> _Goal_:
Can you transcribe every entry word for word, skipping the images?

> _Source data_:
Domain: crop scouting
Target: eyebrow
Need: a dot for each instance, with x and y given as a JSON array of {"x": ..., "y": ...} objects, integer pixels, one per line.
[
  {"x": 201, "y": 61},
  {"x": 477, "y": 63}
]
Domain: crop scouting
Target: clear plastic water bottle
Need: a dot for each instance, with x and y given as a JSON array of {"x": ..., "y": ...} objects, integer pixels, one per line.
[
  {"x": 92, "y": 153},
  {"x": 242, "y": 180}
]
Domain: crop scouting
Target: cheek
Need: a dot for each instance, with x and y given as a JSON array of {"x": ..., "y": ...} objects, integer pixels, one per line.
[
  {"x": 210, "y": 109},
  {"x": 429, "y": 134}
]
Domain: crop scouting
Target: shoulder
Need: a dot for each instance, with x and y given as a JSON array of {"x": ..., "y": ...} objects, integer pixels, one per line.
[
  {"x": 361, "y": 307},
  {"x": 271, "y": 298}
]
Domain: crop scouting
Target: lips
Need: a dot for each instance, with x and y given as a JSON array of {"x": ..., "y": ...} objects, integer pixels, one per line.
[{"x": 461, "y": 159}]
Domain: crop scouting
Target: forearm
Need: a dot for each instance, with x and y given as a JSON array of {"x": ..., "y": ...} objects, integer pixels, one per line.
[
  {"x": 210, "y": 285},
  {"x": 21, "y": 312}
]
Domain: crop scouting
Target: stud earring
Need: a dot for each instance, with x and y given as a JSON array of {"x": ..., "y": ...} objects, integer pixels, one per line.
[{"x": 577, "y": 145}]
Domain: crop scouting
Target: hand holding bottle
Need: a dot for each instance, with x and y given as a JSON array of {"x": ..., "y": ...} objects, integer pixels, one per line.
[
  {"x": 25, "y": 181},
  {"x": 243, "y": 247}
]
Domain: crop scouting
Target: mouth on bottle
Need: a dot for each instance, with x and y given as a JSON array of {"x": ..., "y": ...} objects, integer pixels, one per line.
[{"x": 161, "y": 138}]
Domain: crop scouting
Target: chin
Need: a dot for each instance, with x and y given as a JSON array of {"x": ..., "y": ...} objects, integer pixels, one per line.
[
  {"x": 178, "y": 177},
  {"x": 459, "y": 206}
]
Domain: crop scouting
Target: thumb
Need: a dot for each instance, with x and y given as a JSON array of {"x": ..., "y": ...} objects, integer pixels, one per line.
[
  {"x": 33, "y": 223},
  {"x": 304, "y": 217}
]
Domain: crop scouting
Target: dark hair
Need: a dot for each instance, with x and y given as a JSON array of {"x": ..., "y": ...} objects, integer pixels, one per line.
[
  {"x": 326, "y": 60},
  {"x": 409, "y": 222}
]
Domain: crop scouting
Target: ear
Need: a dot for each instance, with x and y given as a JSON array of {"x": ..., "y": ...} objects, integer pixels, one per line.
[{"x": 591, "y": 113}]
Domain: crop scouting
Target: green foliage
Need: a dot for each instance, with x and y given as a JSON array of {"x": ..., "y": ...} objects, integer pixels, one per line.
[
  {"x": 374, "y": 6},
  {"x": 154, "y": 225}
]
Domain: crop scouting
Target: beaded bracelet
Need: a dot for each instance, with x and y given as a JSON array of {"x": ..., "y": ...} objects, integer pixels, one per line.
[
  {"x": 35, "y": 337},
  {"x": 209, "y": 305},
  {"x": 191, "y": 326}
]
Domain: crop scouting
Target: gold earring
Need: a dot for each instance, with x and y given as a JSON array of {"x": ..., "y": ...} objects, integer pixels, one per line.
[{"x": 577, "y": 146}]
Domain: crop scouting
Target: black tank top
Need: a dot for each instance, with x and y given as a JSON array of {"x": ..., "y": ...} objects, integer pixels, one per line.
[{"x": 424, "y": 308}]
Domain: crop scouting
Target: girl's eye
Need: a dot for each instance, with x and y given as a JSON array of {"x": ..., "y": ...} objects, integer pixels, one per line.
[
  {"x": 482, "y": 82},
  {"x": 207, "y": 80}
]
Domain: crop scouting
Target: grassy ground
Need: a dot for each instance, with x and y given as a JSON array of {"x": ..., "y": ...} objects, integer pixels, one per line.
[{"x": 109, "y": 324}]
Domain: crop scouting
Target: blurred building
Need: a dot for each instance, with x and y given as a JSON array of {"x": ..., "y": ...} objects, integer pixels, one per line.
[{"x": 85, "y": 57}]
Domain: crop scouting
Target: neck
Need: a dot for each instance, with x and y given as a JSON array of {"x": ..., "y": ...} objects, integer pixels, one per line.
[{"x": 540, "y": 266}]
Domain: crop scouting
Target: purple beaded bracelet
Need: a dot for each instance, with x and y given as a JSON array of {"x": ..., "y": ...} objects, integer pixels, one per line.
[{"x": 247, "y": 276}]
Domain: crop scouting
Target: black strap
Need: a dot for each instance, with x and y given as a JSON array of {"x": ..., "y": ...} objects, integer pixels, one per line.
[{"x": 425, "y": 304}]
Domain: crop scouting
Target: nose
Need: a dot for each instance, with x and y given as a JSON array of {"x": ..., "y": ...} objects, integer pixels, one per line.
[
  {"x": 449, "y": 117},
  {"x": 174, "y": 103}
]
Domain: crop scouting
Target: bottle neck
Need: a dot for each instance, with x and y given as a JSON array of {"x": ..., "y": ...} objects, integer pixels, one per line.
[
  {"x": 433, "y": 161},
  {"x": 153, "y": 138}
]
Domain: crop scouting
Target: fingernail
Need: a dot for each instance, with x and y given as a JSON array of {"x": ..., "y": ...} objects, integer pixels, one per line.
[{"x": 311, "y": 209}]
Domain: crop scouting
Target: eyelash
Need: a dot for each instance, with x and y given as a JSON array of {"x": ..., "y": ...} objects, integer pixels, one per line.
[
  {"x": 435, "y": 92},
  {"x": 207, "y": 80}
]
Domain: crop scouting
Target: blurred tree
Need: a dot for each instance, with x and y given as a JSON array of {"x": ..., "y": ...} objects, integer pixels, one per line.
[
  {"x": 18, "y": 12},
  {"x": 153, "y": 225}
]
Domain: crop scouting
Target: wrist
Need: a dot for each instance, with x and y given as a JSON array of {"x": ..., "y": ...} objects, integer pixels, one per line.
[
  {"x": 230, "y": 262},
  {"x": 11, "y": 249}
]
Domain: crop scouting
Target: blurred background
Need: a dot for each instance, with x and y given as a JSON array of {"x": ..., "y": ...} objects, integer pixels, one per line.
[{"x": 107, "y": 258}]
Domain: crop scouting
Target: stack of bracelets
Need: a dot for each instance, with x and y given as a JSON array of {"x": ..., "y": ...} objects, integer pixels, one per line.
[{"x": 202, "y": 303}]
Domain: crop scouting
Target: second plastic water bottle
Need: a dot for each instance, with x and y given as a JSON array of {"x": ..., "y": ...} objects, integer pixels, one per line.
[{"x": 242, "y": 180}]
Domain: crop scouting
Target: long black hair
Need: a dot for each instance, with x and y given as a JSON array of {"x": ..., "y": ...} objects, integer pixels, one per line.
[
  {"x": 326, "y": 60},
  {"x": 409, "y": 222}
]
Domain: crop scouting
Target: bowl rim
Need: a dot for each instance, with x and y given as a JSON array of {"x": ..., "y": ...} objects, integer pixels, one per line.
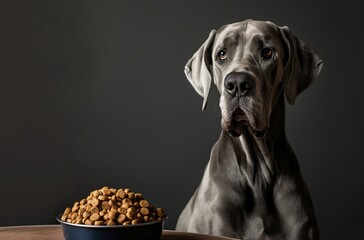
[{"x": 109, "y": 226}]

> _Problem solution_:
Domain: crop scouting
Target: eyebrow
Need: a dot for each instance, with x and y given as a JSON array of {"x": ..., "y": ...} objects, integer pixels, one per line.
[
  {"x": 201, "y": 61},
  {"x": 477, "y": 63}
]
Domain: crop scouting
Target: clear plastic water bottle
Need: a dot for each instance, with x and y given as a JSON array of {"x": ..., "y": ...} objects, integer pixels, one per line.
[
  {"x": 92, "y": 153},
  {"x": 242, "y": 180}
]
Domain: crop scouting
Target: cheek
Need: a dot for each instance, with x and y given as a JSON array of {"x": ..., "y": ...} objects, integer pixels, one per line.
[
  {"x": 210, "y": 109},
  {"x": 429, "y": 134}
]
Domain: crop scouting
Target: shoulder
Need: a dot for each instance, with x and y given as a JSON array of {"x": ..., "y": ...} objects, integer pixels, one per line.
[
  {"x": 361, "y": 307},
  {"x": 271, "y": 298}
]
Domain: crop scouting
Target: lips
Need: a dot for each instance, with x and y given as a JSON array of {"x": ..., "y": ...} objects, integer pixels, one per line.
[{"x": 461, "y": 159}]
Domain: crop scouting
Target: forearm
Need: a dot for each instance, with x and y given as a JSON array of {"x": ..., "y": ...} objects, integer pixels, one per line.
[
  {"x": 210, "y": 285},
  {"x": 21, "y": 312}
]
Domain: crop scouting
Target: stud earring
Need: a dot for each instance, with x and y given as a JSON array of {"x": ..., "y": ...} objects, integer pixels, one per line.
[{"x": 577, "y": 145}]
Domain: crop scouting
Target: hand holding bottle
Need: a dot for each instance, with x and y given as a JSON array of {"x": ..., "y": ...} objects, integer pixels, one per line.
[
  {"x": 25, "y": 181},
  {"x": 243, "y": 247}
]
Domain: crop scouting
Target: mouth on bottle
Need: a dot for each instance, with x and y given as a JSON array of {"x": ..., "y": ...} objects, integer pixels, one per line.
[{"x": 161, "y": 138}]
Domain: crop scouting
Target: chin
Need: a dot for each instance, with x and y given as a JSON array of {"x": ..., "y": ...} objects, integer pixels, one per line.
[
  {"x": 178, "y": 177},
  {"x": 459, "y": 206}
]
Domain: crop scouting
Target: thumb
Need: a dot for each instance, with x and y given as a JSON array of {"x": ..., "y": ...} objects, integer pixels, one per line.
[
  {"x": 33, "y": 223},
  {"x": 304, "y": 217}
]
Domain: crop scouting
Target: dark hair
Need: a dot for each instance, with x and y given as a JSON array of {"x": ..., "y": ...} objects, integer pixels, one per line.
[
  {"x": 326, "y": 60},
  {"x": 409, "y": 222}
]
Domain: crop scouting
Target: ear
Need: a dot for each instance, with x and y given as a JSON array of {"x": ..., "y": ...} objects, integer pixels, one per line.
[{"x": 591, "y": 113}]
Domain: crop scouting
Target: green foliage
Need: a dot for each instance, with x and y given as a JSON array of {"x": ..., "y": ...} objects, integer pixels, one per line.
[
  {"x": 374, "y": 6},
  {"x": 154, "y": 225}
]
Domain: crop scouting
Target: beaded bracelet
Need: a dot for each instance, with x and y given as a JSON array of {"x": ..., "y": ...} objects, integer pixels, one per line.
[
  {"x": 35, "y": 337},
  {"x": 209, "y": 305},
  {"x": 191, "y": 326}
]
Domain: crop scouting
Target: gold earring
Need: a dot for each instance, with x and y given as a JSON array of {"x": ..., "y": ...} objects, integer pixels, one per line.
[{"x": 577, "y": 146}]
Domain: crop scouting
Target: black tank top
Need: a dot for each instance, with x and y given as a JSON array of {"x": ..., "y": ...} objects, integer pixels, one per line.
[{"x": 424, "y": 308}]
Domain: crop scouting
Target: girl's eye
Need: a dot for each instance, with x and y given as a JSON array of {"x": ..., "y": ...} objects, integer pixels, one per line.
[
  {"x": 482, "y": 82},
  {"x": 207, "y": 80}
]
Domain: crop scouting
Target: grassy ground
Need: a dot for each instance, with x and y given as a JSON array of {"x": ..., "y": ...} objects, integer pixels, one per line.
[{"x": 109, "y": 324}]
Domain: crop scouting
Target: blurred building
Need: a dot for each instance, with x and y given as a JSON array of {"x": ..., "y": ...} objects, integer pixels, one per line.
[{"x": 85, "y": 57}]
Domain: crop scouting
Target: neck
Need: a dot for each instance, with x and y given as a JSON array of {"x": ..., "y": ...} objects, integer pixels, one per line.
[{"x": 540, "y": 266}]
Domain: crop scouting
Target: purple beaded bracelet
Need: a dot for each instance, with x and y given as a JSON array of {"x": ..., "y": ...} objects, integer pixels, one per line.
[{"x": 247, "y": 276}]
Domain: crop scouting
Target: black strap
Need: a dot for each instance, with x and y given as a JSON array of {"x": ..., "y": ...} objects, integer pixels, one per line.
[{"x": 425, "y": 304}]
Domain: crop scouting
Target: nose
Need: a dot for each instance, with x and y given as a JSON array of {"x": ..., "y": ...} objects, integer pixels, one per line.
[
  {"x": 449, "y": 117},
  {"x": 174, "y": 103}
]
Domain: crop scouting
Target: bottle neck
Need: a dot for each instance, with x and y given as a JSON array of {"x": ..., "y": ...} objects, integer pixels, one per line.
[
  {"x": 433, "y": 161},
  {"x": 153, "y": 138}
]
Domain: crop scouting
Target: fingernail
Need: a dot for each instance, with x and y given as a JSON array of {"x": ..., "y": ...} objects, integer pixels, one per line.
[{"x": 311, "y": 209}]
Domain: crop scouting
Target: eyelash
Need: a dot for each instance, with x and y given as a JSON array of {"x": ..., "y": ...} objects, integer pixels, one per line.
[
  {"x": 435, "y": 92},
  {"x": 207, "y": 80}
]
Domain: crop scouting
Target: blurred tree
Need: a dot for each instance, with x and y given as a JSON array of {"x": ..., "y": ...} objects, integer pixels, one per line.
[
  {"x": 18, "y": 12},
  {"x": 153, "y": 225}
]
Domain: crop scouting
Target: wrist
Need: a dot for each instance, with x and y given as a JSON array of {"x": ..., "y": ...} objects, integer pixels, one per line.
[
  {"x": 230, "y": 262},
  {"x": 11, "y": 249}
]
Domain: crop scouting
Target: blurred background
Need: a dot for each instance, with x and y given as a JSON array of {"x": ..., "y": ...} objects, integer pixels, one per line.
[{"x": 107, "y": 258}]
Domain: crop scouting
Target: stack of bracelets
Need: a dot for each instance, with x and y given as a JSON array of {"x": ..., "y": ...} objects, integer pixels, one per line.
[{"x": 202, "y": 303}]
Domain: crop scouting
Target: second plastic water bottle
Need: a dot for each instance, with x and y given as a JSON array of {"x": ..., "y": ...} objects, integer pixels, one per line.
[{"x": 242, "y": 180}]
Domain: crop scouting
Target: long black hair
Need: a dot for each instance, with x and y given as a JSON array of {"x": ..., "y": ...} objects, integer pixels, one per line.
[
  {"x": 326, "y": 60},
  {"x": 409, "y": 222}
]
Domain: crop scouting
Target: bowl rim
Need: a dot for each instance, with x and y given as a JSON array of {"x": ..., "y": ...} objects, integer pixels, one per line.
[{"x": 109, "y": 226}]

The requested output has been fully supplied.